▸ **TASK PROMPT**:
A verbatim copy of the lines from the one with "I'm wondering where in this drawing the white paddle" through the final line below is required; print it and nothing else.

▸ **Text-to-region grounding data**:
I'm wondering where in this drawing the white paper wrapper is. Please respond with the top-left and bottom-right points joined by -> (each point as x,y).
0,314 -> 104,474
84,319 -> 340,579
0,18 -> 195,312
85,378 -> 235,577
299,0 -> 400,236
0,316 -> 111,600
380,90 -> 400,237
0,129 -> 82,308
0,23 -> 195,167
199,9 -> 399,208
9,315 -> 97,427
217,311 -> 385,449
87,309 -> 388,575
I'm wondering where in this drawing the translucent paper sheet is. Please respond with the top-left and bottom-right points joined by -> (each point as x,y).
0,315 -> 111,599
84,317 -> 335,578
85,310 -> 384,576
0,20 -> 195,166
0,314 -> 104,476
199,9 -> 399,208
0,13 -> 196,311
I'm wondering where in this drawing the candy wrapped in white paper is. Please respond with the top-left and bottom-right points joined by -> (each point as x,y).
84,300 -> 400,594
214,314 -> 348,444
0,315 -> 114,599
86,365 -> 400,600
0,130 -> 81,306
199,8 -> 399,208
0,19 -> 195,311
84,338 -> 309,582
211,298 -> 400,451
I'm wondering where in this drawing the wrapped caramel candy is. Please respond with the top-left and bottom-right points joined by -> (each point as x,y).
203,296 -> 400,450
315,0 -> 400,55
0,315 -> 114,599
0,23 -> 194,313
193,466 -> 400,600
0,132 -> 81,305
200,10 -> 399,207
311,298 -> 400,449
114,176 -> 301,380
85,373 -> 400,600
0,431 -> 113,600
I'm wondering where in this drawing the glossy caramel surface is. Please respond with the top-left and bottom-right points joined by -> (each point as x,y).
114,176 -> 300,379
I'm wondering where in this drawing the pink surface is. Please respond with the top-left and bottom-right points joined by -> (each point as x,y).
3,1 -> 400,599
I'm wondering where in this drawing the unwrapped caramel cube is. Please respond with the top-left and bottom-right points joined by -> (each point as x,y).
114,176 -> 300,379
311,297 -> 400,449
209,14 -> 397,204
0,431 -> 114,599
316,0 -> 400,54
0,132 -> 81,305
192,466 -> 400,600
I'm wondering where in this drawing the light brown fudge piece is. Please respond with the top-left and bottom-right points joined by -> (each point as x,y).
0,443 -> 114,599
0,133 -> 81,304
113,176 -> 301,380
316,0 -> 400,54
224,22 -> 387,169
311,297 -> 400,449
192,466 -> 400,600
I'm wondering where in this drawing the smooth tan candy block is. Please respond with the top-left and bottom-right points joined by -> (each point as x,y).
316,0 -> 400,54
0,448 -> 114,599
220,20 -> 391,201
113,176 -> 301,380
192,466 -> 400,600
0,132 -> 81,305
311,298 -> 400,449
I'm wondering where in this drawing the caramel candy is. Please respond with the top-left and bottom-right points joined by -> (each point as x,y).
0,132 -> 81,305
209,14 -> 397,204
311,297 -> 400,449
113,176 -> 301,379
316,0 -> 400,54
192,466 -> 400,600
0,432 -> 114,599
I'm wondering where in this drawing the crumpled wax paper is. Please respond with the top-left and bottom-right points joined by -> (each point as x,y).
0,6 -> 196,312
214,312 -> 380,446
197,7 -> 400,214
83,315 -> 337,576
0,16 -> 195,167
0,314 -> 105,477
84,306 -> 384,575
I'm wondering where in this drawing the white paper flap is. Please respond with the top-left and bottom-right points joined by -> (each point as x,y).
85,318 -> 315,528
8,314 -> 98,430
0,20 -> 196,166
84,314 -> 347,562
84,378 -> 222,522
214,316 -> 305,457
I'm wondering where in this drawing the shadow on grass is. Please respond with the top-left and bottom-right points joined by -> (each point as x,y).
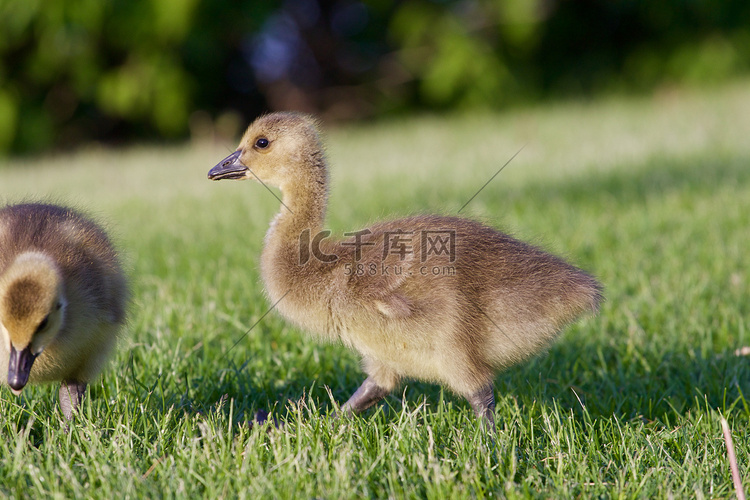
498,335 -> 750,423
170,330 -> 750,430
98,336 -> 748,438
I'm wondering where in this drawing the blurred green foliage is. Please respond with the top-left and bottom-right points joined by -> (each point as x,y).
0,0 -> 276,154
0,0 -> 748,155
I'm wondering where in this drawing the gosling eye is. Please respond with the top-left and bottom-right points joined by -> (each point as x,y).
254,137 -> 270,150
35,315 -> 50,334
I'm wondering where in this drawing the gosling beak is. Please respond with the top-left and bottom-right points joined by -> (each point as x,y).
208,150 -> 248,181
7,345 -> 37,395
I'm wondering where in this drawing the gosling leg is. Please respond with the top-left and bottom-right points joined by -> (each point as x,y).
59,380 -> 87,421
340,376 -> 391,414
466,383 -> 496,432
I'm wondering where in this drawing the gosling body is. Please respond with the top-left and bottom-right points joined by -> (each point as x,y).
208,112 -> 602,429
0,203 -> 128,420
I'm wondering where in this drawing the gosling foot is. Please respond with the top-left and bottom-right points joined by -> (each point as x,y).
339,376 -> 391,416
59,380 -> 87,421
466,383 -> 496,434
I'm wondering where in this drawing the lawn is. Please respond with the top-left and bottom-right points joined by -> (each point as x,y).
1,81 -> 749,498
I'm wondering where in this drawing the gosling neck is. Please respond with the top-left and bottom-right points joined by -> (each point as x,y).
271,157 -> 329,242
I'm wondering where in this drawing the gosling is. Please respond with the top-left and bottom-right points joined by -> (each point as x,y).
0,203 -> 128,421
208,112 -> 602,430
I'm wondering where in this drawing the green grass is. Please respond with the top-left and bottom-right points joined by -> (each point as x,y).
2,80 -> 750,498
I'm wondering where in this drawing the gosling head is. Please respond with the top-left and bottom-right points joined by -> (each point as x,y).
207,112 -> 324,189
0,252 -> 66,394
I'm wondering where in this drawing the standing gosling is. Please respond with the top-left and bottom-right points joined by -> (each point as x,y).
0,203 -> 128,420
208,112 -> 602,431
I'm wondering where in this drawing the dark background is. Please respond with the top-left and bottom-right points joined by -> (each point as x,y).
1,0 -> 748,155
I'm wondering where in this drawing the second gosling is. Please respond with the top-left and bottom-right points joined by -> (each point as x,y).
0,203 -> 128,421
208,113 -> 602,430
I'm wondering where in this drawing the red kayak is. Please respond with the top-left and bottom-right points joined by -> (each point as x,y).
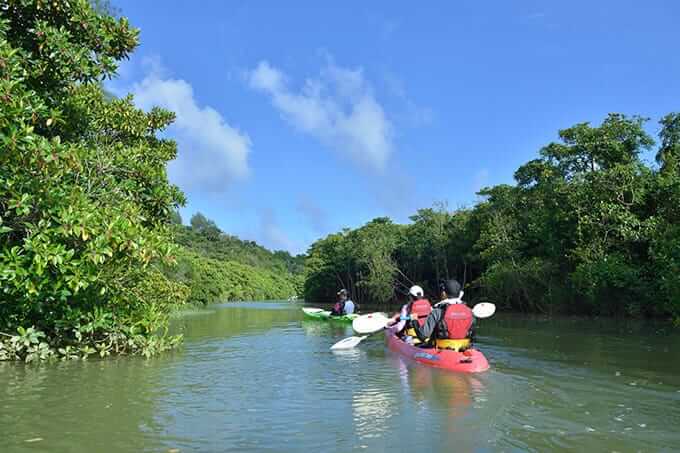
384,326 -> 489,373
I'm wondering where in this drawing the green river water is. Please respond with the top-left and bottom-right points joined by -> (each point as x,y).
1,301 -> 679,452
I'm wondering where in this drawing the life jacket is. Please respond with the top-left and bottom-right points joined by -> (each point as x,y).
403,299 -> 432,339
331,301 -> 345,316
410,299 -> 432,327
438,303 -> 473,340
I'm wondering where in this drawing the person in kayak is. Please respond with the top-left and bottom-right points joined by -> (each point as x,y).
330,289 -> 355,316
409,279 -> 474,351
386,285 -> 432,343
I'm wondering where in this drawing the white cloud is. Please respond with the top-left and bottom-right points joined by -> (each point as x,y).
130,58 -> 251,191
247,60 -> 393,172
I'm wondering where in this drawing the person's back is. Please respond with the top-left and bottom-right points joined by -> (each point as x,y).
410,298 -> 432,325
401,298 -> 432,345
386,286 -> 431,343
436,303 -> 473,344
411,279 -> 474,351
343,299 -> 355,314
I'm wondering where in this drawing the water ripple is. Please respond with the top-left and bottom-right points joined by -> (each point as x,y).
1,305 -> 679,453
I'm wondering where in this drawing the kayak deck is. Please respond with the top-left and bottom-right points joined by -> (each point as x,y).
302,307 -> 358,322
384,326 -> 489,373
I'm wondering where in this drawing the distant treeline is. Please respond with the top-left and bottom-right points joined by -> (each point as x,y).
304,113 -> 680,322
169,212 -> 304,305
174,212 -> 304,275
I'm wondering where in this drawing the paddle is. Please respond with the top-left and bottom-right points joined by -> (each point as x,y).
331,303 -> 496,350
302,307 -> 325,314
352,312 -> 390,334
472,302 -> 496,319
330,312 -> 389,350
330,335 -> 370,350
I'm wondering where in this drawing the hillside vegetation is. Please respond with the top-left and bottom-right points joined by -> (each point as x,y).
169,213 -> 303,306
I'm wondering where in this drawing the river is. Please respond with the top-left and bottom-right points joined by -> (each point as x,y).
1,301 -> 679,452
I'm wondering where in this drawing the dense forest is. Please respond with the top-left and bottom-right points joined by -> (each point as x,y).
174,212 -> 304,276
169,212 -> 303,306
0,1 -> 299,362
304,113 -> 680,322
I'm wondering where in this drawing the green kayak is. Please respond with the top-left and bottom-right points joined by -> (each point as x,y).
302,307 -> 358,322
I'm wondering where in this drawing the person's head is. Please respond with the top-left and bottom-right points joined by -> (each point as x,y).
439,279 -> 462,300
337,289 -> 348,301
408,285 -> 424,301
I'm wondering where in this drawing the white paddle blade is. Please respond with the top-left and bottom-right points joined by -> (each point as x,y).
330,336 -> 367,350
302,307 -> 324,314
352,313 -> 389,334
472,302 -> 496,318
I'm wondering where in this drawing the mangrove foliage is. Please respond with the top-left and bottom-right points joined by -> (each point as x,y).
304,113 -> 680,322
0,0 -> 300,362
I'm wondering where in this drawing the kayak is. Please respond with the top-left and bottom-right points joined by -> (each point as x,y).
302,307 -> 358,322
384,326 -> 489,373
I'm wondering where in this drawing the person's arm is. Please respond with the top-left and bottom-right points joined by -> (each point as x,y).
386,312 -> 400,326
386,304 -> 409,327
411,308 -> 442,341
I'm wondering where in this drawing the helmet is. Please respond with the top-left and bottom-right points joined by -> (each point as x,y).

▸ **SOLUTION TO THIS TASK**:
I'm wondering where in this drawing the white paddle blade is. Please respond with the top-left and bottom-right points joined by -> (each point as x,y).
330,336 -> 367,350
302,307 -> 324,314
352,313 -> 389,334
472,302 -> 496,318
I'm wondering where in this drawing the mangrove foliage is. Please respond with the top-left and bottom-right points joined by -> (each point as x,y).
304,113 -> 680,322
0,0 -> 300,362
I'm wondering where in this drawing the kayak is. Please respond with the top-left and bottom-right points joined by -> (each point as x,y).
302,307 -> 358,322
384,326 -> 489,373
I'm wondering where in this drawing the person's arm is. Please respond with the top-left and bottom-right points joined by -> (each point as x,y).
386,312 -> 400,326
386,304 -> 409,327
411,308 -> 442,341
I'm wondering where in this drawing the helmet is. Please respond with the top-left and bottom-right points joined by -> (each point as x,y).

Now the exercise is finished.